(Exercise brief)
Reproduce, character for character, the lines of the listing below that run from the line containing "Put one point on every instance of the rolled" through the final line, with both of those lines included.

(Rows)
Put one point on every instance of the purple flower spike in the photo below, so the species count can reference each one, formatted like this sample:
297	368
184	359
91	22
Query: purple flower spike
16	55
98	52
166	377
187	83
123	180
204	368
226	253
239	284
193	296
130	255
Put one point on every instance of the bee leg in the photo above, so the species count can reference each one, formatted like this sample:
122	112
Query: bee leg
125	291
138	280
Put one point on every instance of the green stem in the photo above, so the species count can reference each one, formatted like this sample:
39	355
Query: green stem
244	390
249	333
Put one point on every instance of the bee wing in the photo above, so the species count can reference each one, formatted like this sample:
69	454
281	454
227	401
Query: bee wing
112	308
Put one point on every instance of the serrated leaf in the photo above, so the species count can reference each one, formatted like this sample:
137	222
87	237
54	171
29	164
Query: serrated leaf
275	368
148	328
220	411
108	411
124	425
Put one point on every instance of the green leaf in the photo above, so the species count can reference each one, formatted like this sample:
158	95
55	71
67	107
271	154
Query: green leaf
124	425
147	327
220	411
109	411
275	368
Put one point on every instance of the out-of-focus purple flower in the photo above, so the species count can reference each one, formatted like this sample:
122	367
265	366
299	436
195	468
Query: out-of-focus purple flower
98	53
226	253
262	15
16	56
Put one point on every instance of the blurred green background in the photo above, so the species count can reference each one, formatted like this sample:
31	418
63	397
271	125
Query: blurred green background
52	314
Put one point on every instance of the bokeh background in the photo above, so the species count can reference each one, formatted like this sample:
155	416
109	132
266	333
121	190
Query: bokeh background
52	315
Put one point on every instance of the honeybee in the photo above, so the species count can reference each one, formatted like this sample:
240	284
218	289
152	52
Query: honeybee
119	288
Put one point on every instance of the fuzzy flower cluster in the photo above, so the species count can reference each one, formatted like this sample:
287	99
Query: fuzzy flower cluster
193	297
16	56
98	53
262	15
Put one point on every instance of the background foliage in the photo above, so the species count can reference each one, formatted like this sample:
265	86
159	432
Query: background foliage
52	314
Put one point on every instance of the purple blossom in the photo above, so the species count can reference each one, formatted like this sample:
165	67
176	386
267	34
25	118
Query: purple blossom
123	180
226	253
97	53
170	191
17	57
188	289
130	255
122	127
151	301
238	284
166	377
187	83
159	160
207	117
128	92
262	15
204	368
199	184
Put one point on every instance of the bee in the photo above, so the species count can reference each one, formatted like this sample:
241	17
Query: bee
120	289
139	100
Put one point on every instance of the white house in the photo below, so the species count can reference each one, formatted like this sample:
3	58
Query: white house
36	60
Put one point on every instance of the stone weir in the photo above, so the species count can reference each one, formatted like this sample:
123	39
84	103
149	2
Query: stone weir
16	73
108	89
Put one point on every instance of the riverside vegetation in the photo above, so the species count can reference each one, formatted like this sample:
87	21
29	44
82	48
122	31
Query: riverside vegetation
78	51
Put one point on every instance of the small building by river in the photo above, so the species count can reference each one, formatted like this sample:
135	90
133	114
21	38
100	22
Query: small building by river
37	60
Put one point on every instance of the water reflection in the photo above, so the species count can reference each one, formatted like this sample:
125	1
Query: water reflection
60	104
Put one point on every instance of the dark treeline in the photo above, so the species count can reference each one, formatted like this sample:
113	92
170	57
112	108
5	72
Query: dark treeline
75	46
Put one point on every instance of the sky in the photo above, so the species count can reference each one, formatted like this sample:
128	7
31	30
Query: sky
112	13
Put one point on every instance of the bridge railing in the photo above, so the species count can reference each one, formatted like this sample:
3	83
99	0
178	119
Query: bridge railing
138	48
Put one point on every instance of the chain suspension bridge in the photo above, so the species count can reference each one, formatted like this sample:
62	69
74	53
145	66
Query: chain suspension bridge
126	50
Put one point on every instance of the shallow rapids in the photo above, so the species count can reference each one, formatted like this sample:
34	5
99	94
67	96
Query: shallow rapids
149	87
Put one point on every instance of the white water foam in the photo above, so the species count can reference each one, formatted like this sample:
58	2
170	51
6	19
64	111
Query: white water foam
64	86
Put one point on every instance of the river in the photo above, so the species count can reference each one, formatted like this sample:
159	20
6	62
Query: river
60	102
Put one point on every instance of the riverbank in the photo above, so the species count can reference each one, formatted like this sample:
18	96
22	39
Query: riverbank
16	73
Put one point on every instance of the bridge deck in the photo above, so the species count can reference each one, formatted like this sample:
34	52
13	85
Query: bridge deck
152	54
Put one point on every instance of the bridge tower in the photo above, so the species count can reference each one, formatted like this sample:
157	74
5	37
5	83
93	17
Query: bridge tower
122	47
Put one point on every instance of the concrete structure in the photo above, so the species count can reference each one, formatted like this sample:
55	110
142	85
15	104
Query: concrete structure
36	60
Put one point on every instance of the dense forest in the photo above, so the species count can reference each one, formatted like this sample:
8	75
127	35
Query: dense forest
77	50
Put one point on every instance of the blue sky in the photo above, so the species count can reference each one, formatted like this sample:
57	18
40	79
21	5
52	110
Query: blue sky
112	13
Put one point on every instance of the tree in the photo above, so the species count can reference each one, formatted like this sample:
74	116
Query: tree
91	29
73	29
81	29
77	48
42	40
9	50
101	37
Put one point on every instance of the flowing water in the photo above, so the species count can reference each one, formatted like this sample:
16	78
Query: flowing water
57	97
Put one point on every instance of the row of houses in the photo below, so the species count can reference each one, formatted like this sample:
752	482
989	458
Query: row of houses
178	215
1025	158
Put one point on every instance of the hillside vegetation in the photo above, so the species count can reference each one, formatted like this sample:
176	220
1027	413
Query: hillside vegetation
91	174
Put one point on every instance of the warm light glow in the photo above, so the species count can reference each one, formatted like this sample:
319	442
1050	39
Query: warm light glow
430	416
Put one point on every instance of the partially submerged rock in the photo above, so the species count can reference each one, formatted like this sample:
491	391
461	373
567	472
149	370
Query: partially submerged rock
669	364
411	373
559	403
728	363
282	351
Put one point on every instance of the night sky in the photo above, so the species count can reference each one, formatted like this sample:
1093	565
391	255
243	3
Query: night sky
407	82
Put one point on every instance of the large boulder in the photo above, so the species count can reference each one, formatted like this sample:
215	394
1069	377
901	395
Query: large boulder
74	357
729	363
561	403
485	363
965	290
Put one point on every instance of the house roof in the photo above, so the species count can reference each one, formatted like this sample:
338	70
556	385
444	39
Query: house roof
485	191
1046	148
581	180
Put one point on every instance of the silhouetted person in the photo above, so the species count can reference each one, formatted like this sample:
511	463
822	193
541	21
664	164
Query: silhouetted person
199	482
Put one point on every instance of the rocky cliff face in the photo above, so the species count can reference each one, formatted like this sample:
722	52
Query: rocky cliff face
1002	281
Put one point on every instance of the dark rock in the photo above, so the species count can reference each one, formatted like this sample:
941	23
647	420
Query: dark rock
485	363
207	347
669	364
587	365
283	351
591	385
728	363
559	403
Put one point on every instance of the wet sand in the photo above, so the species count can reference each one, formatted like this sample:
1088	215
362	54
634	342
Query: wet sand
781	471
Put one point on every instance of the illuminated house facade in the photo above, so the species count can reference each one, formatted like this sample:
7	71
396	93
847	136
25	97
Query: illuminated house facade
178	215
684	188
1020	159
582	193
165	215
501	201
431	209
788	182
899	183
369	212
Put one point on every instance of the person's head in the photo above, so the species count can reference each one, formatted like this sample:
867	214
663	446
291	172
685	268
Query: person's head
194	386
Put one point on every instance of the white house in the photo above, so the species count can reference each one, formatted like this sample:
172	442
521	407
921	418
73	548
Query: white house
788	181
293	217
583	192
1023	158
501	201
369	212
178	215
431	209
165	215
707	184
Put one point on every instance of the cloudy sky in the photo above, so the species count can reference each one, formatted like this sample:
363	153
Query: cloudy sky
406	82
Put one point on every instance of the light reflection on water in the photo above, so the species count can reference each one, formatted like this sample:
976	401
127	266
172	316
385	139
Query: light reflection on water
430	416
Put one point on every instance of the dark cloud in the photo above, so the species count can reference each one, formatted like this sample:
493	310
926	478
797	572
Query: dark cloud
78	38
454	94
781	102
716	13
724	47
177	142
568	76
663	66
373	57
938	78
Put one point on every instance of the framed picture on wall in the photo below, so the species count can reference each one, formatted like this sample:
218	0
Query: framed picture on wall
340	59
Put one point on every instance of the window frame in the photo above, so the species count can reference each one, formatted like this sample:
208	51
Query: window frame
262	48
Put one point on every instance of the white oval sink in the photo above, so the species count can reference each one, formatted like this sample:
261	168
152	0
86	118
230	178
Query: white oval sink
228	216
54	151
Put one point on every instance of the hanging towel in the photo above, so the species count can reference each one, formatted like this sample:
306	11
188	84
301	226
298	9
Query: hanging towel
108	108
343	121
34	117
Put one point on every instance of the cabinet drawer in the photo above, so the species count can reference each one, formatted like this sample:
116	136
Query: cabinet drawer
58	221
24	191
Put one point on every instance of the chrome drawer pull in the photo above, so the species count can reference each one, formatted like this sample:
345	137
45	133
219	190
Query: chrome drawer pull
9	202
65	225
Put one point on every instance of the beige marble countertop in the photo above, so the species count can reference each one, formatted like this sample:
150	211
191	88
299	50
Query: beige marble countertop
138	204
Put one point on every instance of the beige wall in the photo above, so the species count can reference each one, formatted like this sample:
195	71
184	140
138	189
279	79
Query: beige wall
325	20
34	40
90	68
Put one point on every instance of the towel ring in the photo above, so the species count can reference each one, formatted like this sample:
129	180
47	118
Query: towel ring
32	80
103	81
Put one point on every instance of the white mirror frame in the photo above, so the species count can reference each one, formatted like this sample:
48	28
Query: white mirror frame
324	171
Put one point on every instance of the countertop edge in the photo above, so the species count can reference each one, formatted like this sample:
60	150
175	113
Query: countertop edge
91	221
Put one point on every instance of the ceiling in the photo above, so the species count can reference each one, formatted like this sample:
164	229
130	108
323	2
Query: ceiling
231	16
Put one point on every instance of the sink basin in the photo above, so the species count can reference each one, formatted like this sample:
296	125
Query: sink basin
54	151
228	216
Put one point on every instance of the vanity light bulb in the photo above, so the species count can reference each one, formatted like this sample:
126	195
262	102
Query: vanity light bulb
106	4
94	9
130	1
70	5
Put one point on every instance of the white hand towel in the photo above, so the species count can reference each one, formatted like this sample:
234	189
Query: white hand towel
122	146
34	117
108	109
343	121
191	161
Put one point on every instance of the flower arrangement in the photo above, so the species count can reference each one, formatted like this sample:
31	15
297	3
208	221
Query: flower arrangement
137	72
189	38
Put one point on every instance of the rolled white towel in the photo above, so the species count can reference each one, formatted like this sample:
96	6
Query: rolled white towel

(Task result)
Put one point on every instance of the rolled white towel in the photo above, so the species count can reference each one, formatted like this sample:
96	6
Query: rolled white towel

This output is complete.